--- Start Material for this task ---

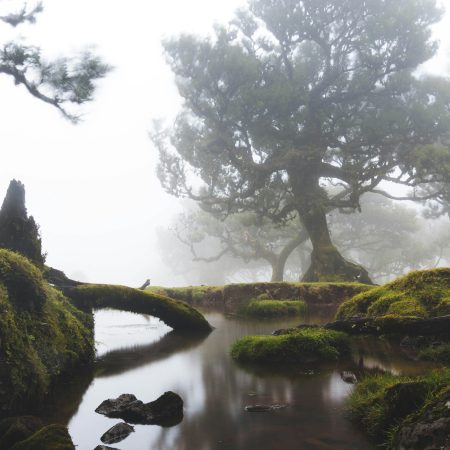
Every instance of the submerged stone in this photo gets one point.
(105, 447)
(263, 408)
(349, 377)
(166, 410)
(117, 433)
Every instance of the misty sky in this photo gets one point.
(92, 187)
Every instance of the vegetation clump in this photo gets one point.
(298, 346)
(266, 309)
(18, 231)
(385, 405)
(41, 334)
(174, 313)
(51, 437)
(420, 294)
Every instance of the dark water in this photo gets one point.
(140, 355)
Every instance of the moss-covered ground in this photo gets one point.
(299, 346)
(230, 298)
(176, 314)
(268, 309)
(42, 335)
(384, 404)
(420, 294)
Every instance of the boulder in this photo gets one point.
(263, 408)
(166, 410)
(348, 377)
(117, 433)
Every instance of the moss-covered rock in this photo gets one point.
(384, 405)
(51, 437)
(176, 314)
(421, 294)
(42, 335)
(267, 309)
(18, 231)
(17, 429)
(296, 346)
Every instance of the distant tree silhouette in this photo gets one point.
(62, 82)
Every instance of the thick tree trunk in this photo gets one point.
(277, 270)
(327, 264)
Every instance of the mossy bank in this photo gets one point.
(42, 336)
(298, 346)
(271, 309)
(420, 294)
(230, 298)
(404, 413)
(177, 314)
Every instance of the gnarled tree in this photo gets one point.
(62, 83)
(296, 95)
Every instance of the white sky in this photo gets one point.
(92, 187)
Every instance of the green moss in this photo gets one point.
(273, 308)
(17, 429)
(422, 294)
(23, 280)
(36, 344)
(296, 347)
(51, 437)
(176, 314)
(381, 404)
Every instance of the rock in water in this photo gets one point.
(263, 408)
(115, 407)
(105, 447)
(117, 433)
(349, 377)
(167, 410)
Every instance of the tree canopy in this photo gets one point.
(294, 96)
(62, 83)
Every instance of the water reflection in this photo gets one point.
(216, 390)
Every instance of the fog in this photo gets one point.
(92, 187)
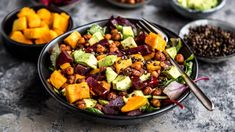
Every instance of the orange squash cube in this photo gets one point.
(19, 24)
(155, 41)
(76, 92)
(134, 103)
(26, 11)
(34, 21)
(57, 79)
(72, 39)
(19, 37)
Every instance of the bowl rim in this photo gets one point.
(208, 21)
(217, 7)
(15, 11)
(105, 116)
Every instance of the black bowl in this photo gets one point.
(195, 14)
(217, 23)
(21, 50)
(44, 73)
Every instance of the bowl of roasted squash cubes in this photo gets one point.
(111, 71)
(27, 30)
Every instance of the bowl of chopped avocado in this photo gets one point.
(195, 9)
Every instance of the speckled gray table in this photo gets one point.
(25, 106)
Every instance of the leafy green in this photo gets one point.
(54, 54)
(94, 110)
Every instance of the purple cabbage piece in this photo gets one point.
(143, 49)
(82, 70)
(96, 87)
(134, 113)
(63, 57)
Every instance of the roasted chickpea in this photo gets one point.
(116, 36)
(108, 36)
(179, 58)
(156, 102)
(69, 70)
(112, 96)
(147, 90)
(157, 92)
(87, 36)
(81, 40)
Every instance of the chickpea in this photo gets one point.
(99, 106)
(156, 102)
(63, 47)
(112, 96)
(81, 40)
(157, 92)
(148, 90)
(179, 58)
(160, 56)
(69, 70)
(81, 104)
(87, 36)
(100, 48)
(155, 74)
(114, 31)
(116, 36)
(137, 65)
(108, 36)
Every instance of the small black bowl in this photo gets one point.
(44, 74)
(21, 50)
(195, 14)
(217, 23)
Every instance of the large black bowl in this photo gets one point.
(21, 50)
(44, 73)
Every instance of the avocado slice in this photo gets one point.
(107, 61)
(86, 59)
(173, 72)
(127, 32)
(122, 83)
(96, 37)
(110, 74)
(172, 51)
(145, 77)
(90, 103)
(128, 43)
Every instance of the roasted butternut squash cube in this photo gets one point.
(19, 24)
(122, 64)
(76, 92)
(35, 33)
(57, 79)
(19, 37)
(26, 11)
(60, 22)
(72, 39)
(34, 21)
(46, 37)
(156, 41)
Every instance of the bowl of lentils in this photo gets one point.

--- End Material for this task ---

▸ **Task requirements**: Rewrite all the records above as a numbered list with one line per item, skipping any blank lines and leaving out the pictures.

▸ **Solution to this exercise**:
1. Every instance of the submerged stone in this photo gets one point.
2. (105, 447)
3. (263, 408)
4. (349, 377)
5. (166, 410)
6. (117, 433)
7. Every instance of the misty sky in this photo gets one point.
8. (92, 187)
9. Every instance of the vegetation clump in this photo gets one point.
10. (298, 346)
11. (266, 309)
12. (18, 231)
13. (385, 405)
14. (41, 334)
15. (174, 313)
16. (51, 437)
17. (420, 294)
18. Every instance of the dark water in this photo gets one point.
19. (140, 355)
20. Every instance of the moss-covered ground in this photo gets one point.
21. (299, 346)
22. (230, 298)
23. (176, 314)
24. (268, 309)
25. (42, 335)
26. (384, 404)
27. (420, 294)
28. Every instance of the boulder in this photo gets one point.
29. (263, 408)
30. (166, 410)
31. (348, 377)
32. (117, 433)
33. Every instance of the moss-covered rock in this photo gets one point.
34. (384, 405)
35. (51, 437)
36. (176, 314)
37. (421, 294)
38. (42, 335)
39. (267, 309)
40. (18, 231)
41. (17, 429)
42. (296, 346)
43. Every instance of the distant tree silhouette in this photo gets one point.
44. (62, 82)
45. Every instance of the thick tree trunk in this photo gets one point.
46. (277, 270)
47. (327, 264)
48. Every instance of the mossy bank in this photo gets one point.
49. (42, 336)
50. (298, 346)
51. (271, 309)
52. (420, 294)
53. (230, 298)
54. (404, 413)
55. (177, 314)
56. Every instance of the gnarled tree in this photo gets one point.
57. (62, 83)
58. (296, 95)
59. Every instance of the white sky in this photo gets one point.
60. (92, 187)
61. Every instance of the green moss in this photo gets one point.
62. (273, 308)
63. (17, 429)
64. (422, 294)
65. (23, 280)
66. (36, 344)
67. (296, 347)
68. (51, 437)
69. (176, 314)
70. (381, 404)
71. Every instance of the rock in water in this photo gets one point.
72. (263, 408)
73. (115, 407)
74. (105, 447)
75. (117, 433)
76. (349, 377)
77. (167, 410)
78. Every instance of the tree canopy in this photo gets one point.
79. (294, 96)
80. (62, 83)
81. Every instance of the water reflection in this photo gets one point.
82. (216, 390)
83. Every instance of the fog in this photo gets one point.
84. (92, 187)
85. Every instance of the orange squash cube in this photo gets one point.
86. (19, 24)
87. (155, 41)
88. (76, 92)
89. (134, 103)
90. (26, 11)
91. (34, 21)
92. (57, 79)
93. (72, 39)
94. (19, 37)
95. Every instance of the bowl rim in this photo gets one point.
96. (208, 21)
97. (217, 7)
98. (15, 11)
99. (105, 116)
100. Every instance of the black bowl in this photo gets one point.
101. (195, 14)
102. (217, 23)
103. (21, 50)
104. (44, 73)
105. Every instance of the bowl of roasted squash cubes in this photo gets one point.
106. (111, 71)
107. (27, 30)
108. Every instance of the bowl of chopped avocado in this photo gets one point.
109. (195, 9)
110. Every instance of the speckled gray table in this photo gets one point.
111. (25, 106)
112. Every instance of the leafy green in this photo gets one point.
113. (54, 54)
114. (94, 110)
115. Every instance of the purple cabbage piece in this photo gets one point.
116. (143, 49)
117. (82, 70)
118. (96, 87)
119. (134, 113)
120. (63, 57)
121. Every instance of the roasted chickpea in this photo gets one point.
122. (116, 36)
123. (108, 36)
124. (179, 58)
125. (156, 102)
126. (69, 70)
127. (112, 96)
128. (147, 90)
129. (157, 92)
130. (87, 36)
131. (81, 40)
132. Every instance of the chickpea in this photo gets one point.
133. (99, 106)
134. (156, 102)
135. (63, 47)
136. (112, 96)
137. (81, 40)
138. (157, 92)
139. (148, 90)
140. (179, 58)
141. (160, 56)
142. (69, 70)
143. (81, 104)
144. (87, 36)
145. (100, 48)
146. (155, 74)
147. (114, 31)
148. (116, 36)
149. (137, 65)
150. (108, 36)
151. Every instance of the small black bowl in this photo gets one point.
152. (44, 74)
153. (21, 50)
154. (195, 14)
155. (217, 23)
156. Every instance of the large black bowl in this photo gets one point.
157. (21, 50)
158. (44, 73)
159. Every instance of the avocado slice in this photo gets one point.
160. (107, 61)
161. (86, 59)
162. (173, 72)
163. (127, 32)
164. (122, 83)
165. (96, 37)
166. (110, 74)
167. (172, 51)
168. (145, 77)
169. (90, 103)
170. (128, 43)
171. Every instance of the roasted butternut squash cube in this photo gets one point.
172. (19, 24)
173. (122, 64)
174. (76, 92)
175. (35, 33)
176. (57, 79)
177. (19, 37)
178. (26, 11)
179. (60, 22)
180. (72, 39)
181. (34, 21)
182. (46, 37)
183. (156, 41)
184. Every instance of the bowl of lentils in this photo gets one point.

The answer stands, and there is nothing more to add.